Records from a dataset

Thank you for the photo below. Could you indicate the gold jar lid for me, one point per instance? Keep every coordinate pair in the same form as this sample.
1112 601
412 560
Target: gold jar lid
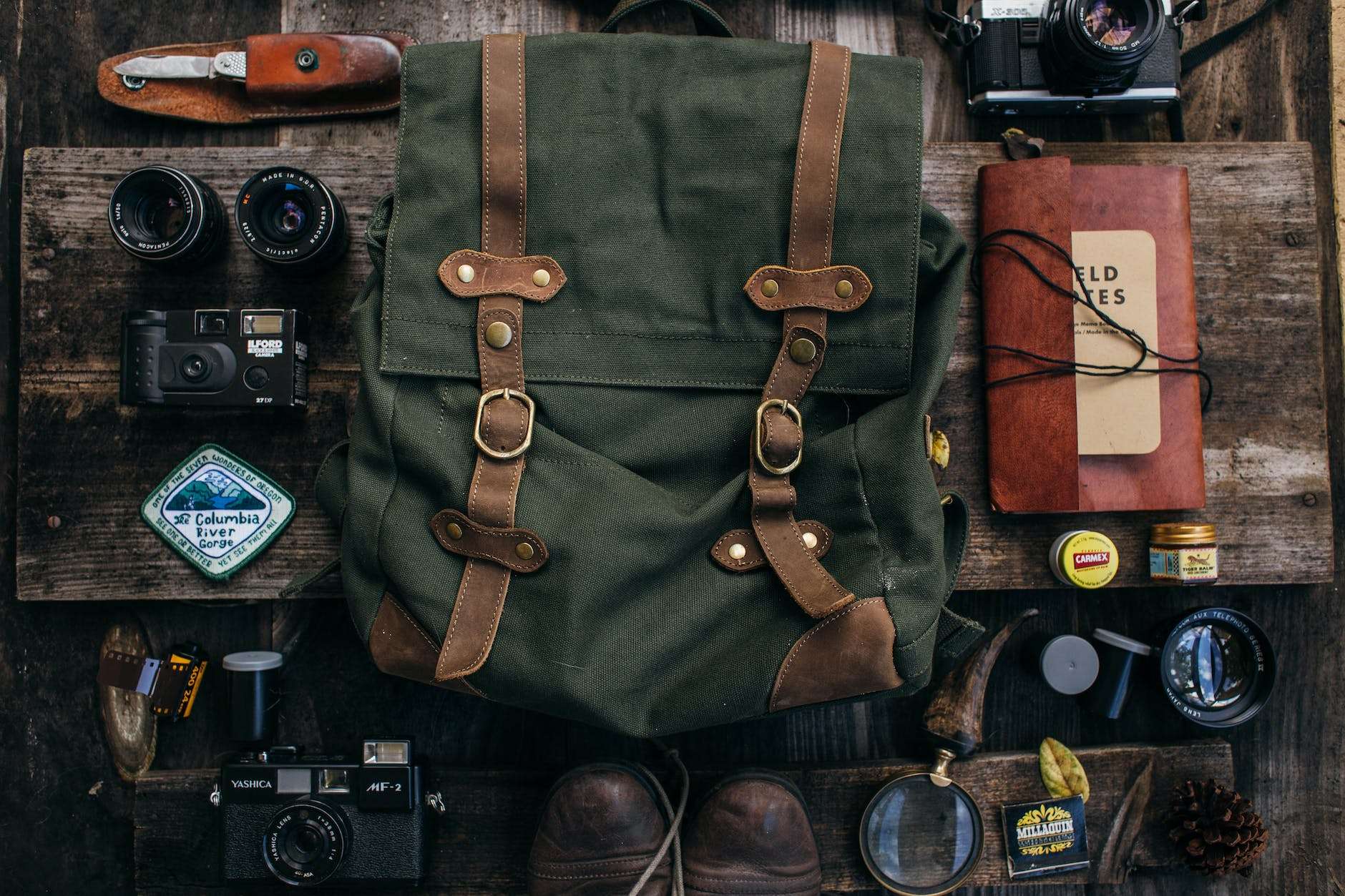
1183 533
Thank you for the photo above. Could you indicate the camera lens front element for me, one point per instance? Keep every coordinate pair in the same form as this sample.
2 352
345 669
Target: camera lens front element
291 220
163 215
194 368
305 842
1097 46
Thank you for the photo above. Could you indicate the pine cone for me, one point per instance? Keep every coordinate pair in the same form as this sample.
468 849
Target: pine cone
1215 829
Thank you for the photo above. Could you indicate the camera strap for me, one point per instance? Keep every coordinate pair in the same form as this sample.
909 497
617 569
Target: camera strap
947 26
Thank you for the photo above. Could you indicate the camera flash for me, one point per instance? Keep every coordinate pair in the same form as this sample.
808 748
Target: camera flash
263 325
388 752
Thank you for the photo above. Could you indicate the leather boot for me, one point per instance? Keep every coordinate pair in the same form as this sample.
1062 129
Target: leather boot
600 829
752 836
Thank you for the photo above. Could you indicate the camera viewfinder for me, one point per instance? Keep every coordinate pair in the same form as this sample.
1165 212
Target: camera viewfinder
212 323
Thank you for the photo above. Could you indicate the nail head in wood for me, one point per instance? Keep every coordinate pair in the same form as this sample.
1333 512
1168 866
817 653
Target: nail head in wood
499 335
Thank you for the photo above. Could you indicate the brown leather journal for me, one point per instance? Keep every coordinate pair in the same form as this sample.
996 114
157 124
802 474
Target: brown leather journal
1033 423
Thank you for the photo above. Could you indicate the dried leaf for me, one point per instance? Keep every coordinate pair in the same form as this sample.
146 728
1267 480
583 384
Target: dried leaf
1060 770
942 451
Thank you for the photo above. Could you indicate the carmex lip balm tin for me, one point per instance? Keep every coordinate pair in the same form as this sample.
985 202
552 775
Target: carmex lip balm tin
1085 558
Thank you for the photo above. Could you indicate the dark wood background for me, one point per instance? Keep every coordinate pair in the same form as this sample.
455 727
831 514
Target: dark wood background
65 816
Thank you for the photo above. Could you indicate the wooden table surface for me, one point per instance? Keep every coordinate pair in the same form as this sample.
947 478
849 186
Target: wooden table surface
59 795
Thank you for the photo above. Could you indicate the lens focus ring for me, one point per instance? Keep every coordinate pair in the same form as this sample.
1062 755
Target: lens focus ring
291 220
305 842
165 215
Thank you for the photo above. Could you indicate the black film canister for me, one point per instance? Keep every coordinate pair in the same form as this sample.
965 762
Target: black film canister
1120 657
253 694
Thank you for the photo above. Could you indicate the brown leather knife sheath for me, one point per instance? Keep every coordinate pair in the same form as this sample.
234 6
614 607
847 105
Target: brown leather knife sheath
343 74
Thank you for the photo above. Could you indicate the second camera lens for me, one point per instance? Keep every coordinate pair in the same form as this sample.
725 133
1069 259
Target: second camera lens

SET PROBLEM
Copy out everything in the listing from the line containing "Thank you for the photo above. Could you indicate the second" down to the end of the listing, both ends included, keeping every character unchanged.

EXERCISE RESULT
Thank you for the photo above. Could you indicate the second camera lens for me, one point per instance? Keep every coordinate pair in the same form as this sample.
725 133
1069 259
Target: second camera lens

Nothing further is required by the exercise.